**The task**:
Give the entries again, word for word.

**Material for the task**:
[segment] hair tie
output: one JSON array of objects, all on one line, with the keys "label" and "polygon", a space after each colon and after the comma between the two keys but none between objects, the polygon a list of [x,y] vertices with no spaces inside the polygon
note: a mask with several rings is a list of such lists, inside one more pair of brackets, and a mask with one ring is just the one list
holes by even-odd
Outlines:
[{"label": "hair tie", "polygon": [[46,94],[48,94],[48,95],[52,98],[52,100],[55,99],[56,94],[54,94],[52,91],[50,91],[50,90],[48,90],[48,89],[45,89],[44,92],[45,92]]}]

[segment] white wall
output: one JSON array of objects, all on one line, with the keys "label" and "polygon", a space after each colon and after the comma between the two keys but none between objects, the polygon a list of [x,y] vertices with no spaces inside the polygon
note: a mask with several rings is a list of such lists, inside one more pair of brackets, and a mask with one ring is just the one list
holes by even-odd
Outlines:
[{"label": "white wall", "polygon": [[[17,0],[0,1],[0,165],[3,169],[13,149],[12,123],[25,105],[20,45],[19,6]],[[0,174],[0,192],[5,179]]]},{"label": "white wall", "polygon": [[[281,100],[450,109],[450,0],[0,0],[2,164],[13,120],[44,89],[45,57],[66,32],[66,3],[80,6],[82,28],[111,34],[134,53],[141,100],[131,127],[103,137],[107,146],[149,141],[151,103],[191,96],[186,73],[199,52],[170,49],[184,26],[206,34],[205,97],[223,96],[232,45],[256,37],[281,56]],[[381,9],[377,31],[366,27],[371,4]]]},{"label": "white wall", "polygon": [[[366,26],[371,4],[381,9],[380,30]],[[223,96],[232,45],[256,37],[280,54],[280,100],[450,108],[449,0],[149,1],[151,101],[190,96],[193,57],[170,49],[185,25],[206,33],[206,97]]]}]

**Answer**:
[segment] hair tie
output: one JSON array of objects, all on one line, with the keys "label" and "polygon", a space after each colon and after the comma between the two keys but none between objects, the polygon a list of [x,y] vertices with no spaces inside the polygon
note: a mask with several rings is a list of such lists, inside one more pair of brackets, and a mask with one ring is just the one list
holes by even-odd
Outlines:
[{"label": "hair tie", "polygon": [[46,94],[48,94],[48,95],[52,98],[52,100],[55,99],[56,94],[54,94],[52,91],[50,91],[50,90],[48,90],[48,89],[45,89],[44,92],[45,92]]}]

[segment] white wall
output: one JSON array of objects, all on one line, with the keys "label" and "polygon", a space after each colon and after the comma between the two keys but none between objects, the polygon a list of [x,y] vertices with no spaces inside the polygon
note: a mask with several rings is a list of such lists, inside one more pair of brackets, and a mask with one ring is just the one list
holes by even-odd
Outlines:
[{"label": "white wall", "polygon": [[[17,0],[0,1],[0,165],[3,169],[13,149],[12,123],[25,105],[20,45],[19,6]],[[0,174],[0,192],[5,179]]]},{"label": "white wall", "polygon": [[[281,100],[450,109],[450,0],[0,0],[2,164],[13,120],[44,89],[45,57],[66,32],[66,3],[80,6],[82,28],[111,34],[134,53],[141,100],[131,127],[103,137],[107,146],[149,141],[151,103],[191,96],[186,73],[199,52],[170,49],[184,26],[206,34],[205,97],[223,96],[232,45],[256,37],[281,56]],[[381,9],[377,31],[366,27],[371,4]]]},{"label": "white wall", "polygon": [[[366,26],[371,4],[381,9],[380,30]],[[223,96],[232,45],[256,37],[280,54],[280,100],[450,108],[449,0],[149,1],[151,101],[190,96],[193,57],[170,49],[185,25],[206,33],[206,97]]]}]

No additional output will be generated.